▶ [EXCERPTED TEXT]:
* * *

EXHIBIT 10.5
SHAREHOLDER CONSENT AGREEMENT
SHAREHOLDER CONSENT AGREEMENT
THIS SHAREHOLDER CONSENT AGREEMENT (this "Agreement") is made and
entered into effective as of the 16th day of December, 1998, by the undersigned
shareholder of Triad Compressor, Inc., a Texas corporation (the "Company").
RECITALS
A. The Company, Saker One Corporation ("Parent") Triad Compressor, Inc.. a
Nevada corporation ("Subsidiary") and Xxxxxx Xxxxx have entered into a
Reorganization Agreement dated as of December 15, 1998 (the "Reorganization
Agreement"). Capitalized terms not otherwise defined herein have the meaning
ascribed to such terms as set forth in the Reorganization Agreement.
B. The Reorganization Agreement is subject to the approval of the
shareholders of the Company as described in the Notice to Shareholders dated
December 16, 1998 (the "Notice") a copy of which has been delivered to the
undersigned.
C. The undersigned desires to provide this Agreement to the Company in
order to approve the Reorganization Agreement and facilitate the transactions
contemplated thereby.
AGREEMENTS
In consideration of the recitals and the mutual promises set forth in
this Agreement, the parties agree as follows:
1. CONSENT TO MERGER. The undersigned hereby consents that when the
undersigned and all other shareholders of the Company (the "Shareholders") shall
have signed counterparts of this Agreement, the following resolutions (the
"Resolutions") shall then be deemed to be adopted, to the same extent and with
the same force and effect as if adopted by unanimous vote at a formal meeting of
the shareholders, duly called and held for the purpose of acting upon the
proposal to adopt the Resolutions, all in accordance with Article 9.1 QA of the
Texas Business Corporation Act.

* * *

▶ [STATED EXERCISE 1]:
Reproduce the entire shareholder consent agreement word for word.
The agreement above has no connection to the records that follow.

▶ [EXTRACTED MATERIAL]:
* * *

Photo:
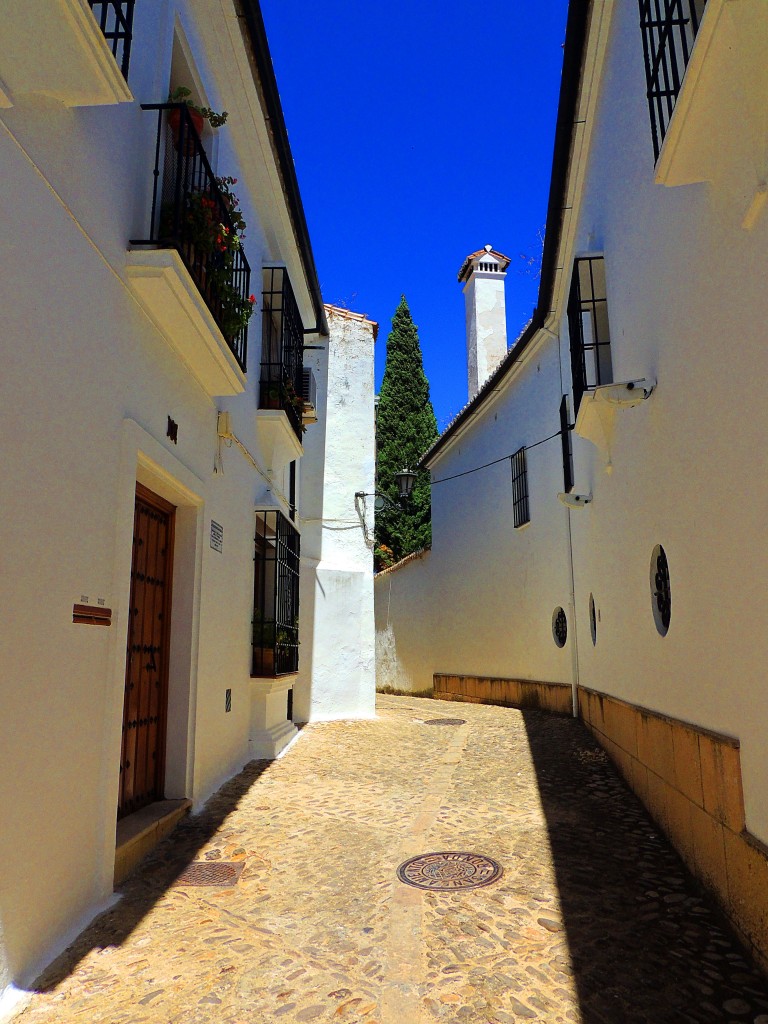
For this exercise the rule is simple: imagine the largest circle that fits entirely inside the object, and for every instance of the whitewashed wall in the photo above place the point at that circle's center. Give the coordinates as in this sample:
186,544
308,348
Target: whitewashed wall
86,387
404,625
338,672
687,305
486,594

* * *

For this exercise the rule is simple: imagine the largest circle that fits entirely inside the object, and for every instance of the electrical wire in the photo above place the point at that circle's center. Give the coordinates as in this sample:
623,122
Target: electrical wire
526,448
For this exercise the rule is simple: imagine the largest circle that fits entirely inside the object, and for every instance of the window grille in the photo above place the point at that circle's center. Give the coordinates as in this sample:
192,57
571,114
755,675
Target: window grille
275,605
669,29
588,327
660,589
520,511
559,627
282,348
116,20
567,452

* * *

▶ [STATED EXERCISE 2]:
Locate each line in the records that includes the string "Target", and copy every such line.

▶ [WRITTEN RESPONSE 1]:
EXHIBIT 10.5
SHAREHOLDER CONSENT AGREEMENT
SHAREHOLDER CONSENT AGREEMENT
THIS SHAREHOLDER CONSENT AGREEMENT (this "Agreement") is made and
entered into effective as of the 16th day of December, 1998, by the undersigned
shareholder of Triad Compressor, Inc., a Texas corporation (the "Company").
RECITALS
A. The Company, Saker One Corporation ("Parent") Triad Compressor, Inc.. a
Nevada corporation ("Subsidiary") and Xxxxxx Xxxxx have entered into a
Reorganization Agreement dated as of December 15, 1998 (the "Reorganization
Agreement"). Capitalized terms not otherwise defined herein have the meaning
ascribed to such terms as set forth in the Reorganization Agreement.
B. The Reorganization Agreement is subject to the approval of the
shareholders of the Company as described in the Notice to Shareholders dated
December 16, 1998 (the "Notice") a copy of which has been delivered to the
undersigned.
C. The undersigned desires to provide this Agreement to the Company in
order to approve the Reorganization Agreement and facilitate the transactions
contemplated thereby.
AGREEMENTS
In consideration of the recitals and the mutual promises set forth in
this Agreement, the parties agree as follows:
1. CONSENT TO MERGER. The undersigned hereby consents that when the
undersigned and all other shareholders of the Company (the "Shareholders") shall
have signed counterparts of this Agreement, the following resolutions (the
"Resolutions") shall then be deemed to be adopted, to the same extent and with
the same force and effect as if adopted by unanimous vote at a formal meeting of
the shareholders, duly called and held for the purpose of acting upon the
proposal to adopt the Resolutions, all in accordance with Article 9.1 QA of the
Texas Business Corporation Act.

▶ [WRITTEN RESPONSE 2]:
Target: whitewashed wall
Target: electrical wire
Target: window grille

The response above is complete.